- Exercise task 1
Using the text on SCA name and device submissions, answer:
(a) What given name did the friend choose for himself?
(b) What name was chosen for his son?
(c) What line division did he want to include in his device?
- Exercise task 2
Revise the passage of the text on SCA name and device submissions from "His device was" up to and including "fess urdy argent.)", replacing "challenge" with "puzzle".

- Document segment
_ _ _ _
A friend of mine that I have known for the longest time, finally decided to join the SCA after years of hearing the stories from many mutual friends of ours. He was looking to submit a Scottish Gaelic name for himself and for his son. Now I have done Gaelic names before, Irish and Scottish naming structures mixed and match do the trade relations of the time, is nothing common, the trick is to identify a Scottish name from an Irish name.
He did a lot of the leg work for me, as his own history did follow back to Scotland. He found the surname within the Academy of Saint Gabriel list I sent to him. He chose the given name of Nicol, (for which we nicknamed him Nickel). For his son that was easier, for Walter is a very common name. So I just needed to find documentation for the time period that they were looking for.
His surname gave me a bit of trouble. There was a story he told me what he was looking for was a direct line to his family back in then, the name itself Donnchadh has various different spellings for the documentation we have found. His original spelling that he was looking for, and the documentation for what I was seeing, didn’t really mesh well at first, and after a bit of communications from “phone a herald” and him as the client where able to give him something that worked well, and at this point has passed Kingdom level and on its way to society so I’ll be excited for him for when it gets through.
His device was I have to admit, a challenge in a small aspect, for the style of line division that he wished I have not worked before, he wished to incorporate a fess urdy, into his device. What a fess urdy is a complex line division that are not strait and take some sort of decorative pattern (see below for the example of Sable a fess urdy argent.)
_ _ _ _
- Supplied records
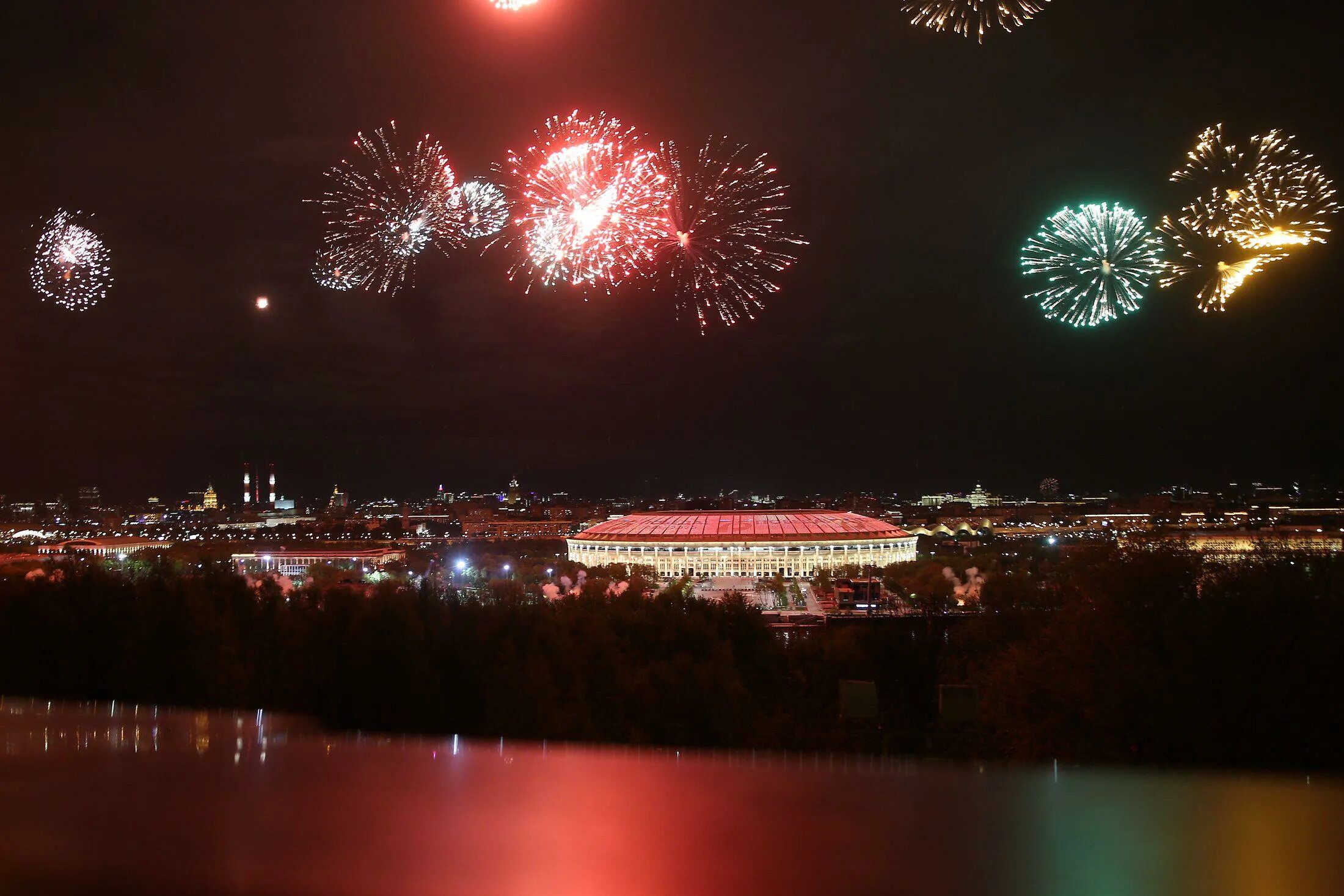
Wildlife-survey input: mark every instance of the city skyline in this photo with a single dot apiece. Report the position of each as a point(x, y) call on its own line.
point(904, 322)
_ _ _ _
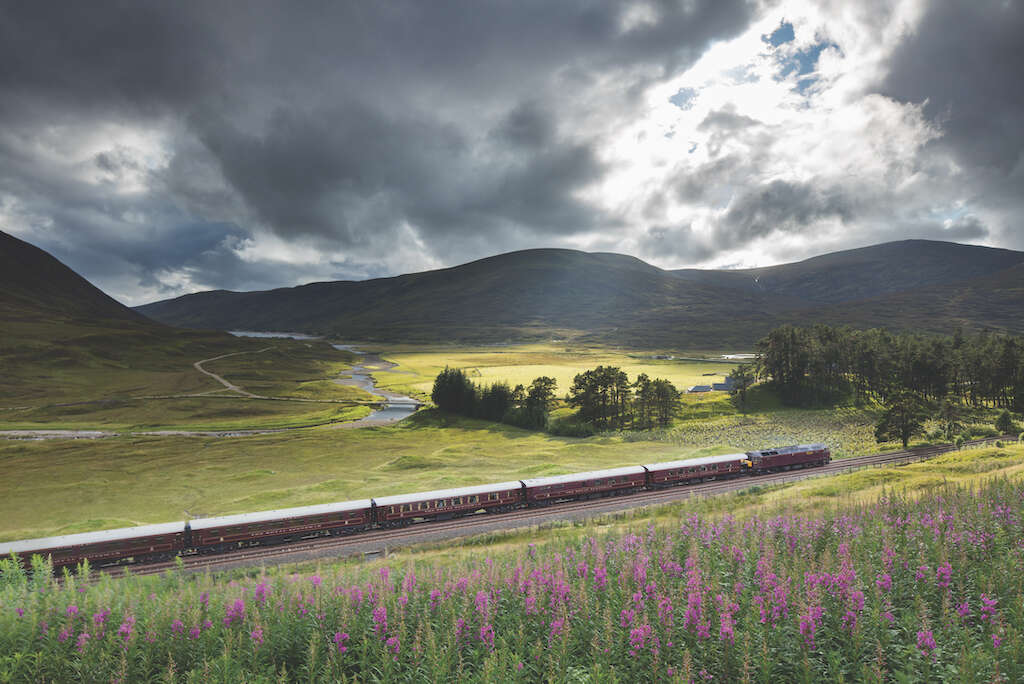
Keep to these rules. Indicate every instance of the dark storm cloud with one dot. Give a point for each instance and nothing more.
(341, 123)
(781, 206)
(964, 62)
_ _ _ _
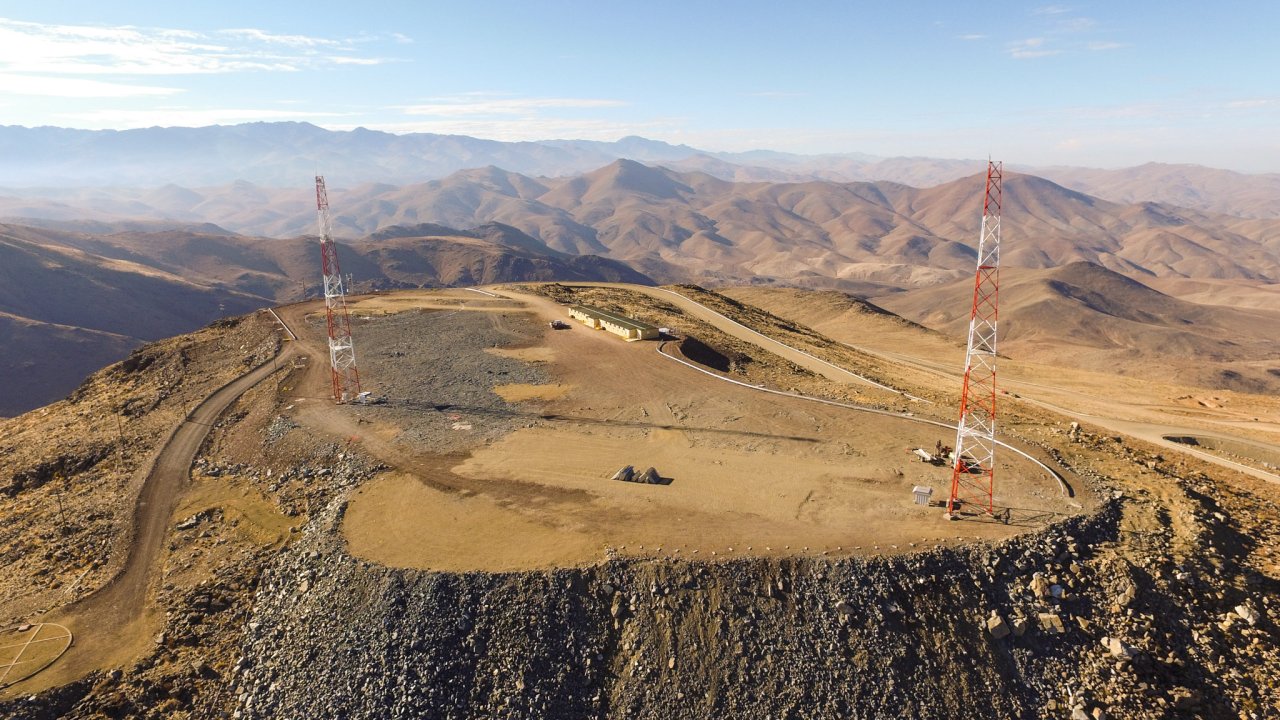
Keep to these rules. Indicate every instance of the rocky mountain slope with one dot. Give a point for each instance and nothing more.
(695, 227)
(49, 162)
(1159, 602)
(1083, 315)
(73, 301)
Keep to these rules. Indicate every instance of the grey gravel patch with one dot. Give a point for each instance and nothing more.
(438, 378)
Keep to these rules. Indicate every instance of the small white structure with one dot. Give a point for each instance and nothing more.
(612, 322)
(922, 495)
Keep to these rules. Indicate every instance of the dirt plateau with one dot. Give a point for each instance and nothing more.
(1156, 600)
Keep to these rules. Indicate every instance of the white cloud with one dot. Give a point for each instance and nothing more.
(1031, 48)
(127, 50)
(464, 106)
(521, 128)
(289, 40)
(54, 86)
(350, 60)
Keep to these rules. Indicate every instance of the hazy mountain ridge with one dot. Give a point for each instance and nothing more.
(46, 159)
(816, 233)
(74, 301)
_ _ _ _
- Full response 1
(a) Nicol
(b) Walter
(c) A fess urdy

- Full response 2
His device was I have to admit, a puzzle in a small aspect, for the style of line division that he wished I have not worked before, he wished to incorporate a fess urdy, into his device. What a fess urdy is a complex line division that are not strait and take some sort of decorative pattern (see below for the example of Sable a fess urdy argent.)